What is needed
Please locate every line in the entries below that contains the string "star", matching case, and copy each one.

Recorded data
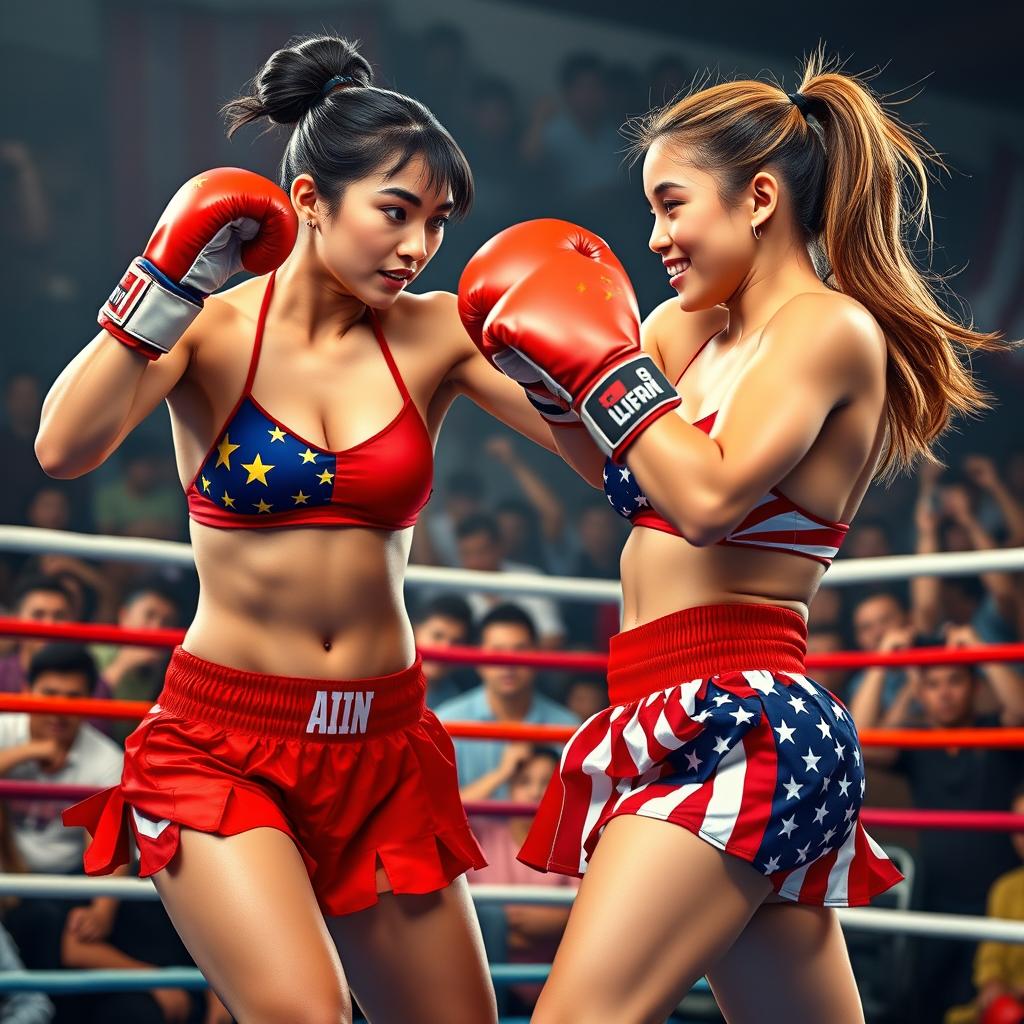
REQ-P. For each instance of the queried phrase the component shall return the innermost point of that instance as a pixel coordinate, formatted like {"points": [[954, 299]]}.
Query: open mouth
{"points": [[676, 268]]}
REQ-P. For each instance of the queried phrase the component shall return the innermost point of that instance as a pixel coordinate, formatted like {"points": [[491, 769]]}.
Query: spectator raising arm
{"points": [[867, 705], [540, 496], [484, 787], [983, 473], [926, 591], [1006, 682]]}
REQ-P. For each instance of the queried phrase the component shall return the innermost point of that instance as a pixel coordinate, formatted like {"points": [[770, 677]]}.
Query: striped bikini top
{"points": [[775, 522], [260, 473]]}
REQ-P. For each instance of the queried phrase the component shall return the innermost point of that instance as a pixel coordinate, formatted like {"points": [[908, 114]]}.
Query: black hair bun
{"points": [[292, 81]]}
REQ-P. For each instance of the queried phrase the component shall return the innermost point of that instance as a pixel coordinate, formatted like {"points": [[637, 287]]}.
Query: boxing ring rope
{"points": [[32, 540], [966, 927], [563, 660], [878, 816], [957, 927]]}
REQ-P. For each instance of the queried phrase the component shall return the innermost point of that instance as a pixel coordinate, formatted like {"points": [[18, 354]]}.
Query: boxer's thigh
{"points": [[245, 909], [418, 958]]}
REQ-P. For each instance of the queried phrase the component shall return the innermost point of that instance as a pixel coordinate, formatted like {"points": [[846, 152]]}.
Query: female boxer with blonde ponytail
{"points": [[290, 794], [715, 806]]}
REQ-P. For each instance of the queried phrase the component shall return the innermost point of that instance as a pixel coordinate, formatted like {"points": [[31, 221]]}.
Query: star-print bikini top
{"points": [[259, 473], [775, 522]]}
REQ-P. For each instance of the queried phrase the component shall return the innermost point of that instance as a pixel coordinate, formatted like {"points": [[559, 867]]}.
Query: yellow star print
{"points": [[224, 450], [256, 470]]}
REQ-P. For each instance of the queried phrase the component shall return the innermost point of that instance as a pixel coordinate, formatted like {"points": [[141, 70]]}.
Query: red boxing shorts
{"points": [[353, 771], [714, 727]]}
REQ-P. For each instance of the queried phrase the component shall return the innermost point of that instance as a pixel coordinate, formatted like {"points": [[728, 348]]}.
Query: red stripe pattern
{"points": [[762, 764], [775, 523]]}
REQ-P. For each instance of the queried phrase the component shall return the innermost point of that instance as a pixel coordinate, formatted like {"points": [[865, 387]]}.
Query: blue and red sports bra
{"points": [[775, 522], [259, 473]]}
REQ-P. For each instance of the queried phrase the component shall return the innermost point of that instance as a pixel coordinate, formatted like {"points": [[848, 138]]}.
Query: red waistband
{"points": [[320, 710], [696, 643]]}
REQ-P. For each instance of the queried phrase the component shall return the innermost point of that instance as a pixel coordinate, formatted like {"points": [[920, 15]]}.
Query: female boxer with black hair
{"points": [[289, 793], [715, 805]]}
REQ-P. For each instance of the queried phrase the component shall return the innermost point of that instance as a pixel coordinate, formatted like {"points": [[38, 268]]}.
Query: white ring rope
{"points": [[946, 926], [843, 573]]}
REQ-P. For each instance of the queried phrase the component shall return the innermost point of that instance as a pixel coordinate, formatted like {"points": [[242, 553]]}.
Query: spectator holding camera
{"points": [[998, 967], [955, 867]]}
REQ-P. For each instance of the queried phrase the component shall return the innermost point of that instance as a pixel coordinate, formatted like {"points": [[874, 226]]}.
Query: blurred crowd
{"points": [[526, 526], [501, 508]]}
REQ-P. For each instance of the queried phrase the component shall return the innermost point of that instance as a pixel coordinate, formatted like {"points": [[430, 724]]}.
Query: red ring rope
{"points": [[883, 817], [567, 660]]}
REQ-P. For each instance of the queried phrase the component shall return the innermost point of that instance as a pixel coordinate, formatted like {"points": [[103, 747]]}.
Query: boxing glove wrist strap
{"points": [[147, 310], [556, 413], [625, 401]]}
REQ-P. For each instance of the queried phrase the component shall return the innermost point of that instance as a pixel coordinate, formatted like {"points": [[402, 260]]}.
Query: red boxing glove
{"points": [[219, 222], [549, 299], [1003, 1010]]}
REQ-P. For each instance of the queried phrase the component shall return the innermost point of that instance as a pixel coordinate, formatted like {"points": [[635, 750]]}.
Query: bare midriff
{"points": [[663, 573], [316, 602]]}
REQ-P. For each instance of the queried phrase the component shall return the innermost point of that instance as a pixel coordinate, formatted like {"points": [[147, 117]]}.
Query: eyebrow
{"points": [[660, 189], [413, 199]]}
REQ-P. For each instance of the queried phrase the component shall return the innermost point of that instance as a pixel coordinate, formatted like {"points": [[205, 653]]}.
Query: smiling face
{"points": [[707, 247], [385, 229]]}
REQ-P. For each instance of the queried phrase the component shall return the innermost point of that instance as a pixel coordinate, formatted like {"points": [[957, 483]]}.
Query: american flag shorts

Solution to this task
Query: star-print bikini top
Query: yellow star print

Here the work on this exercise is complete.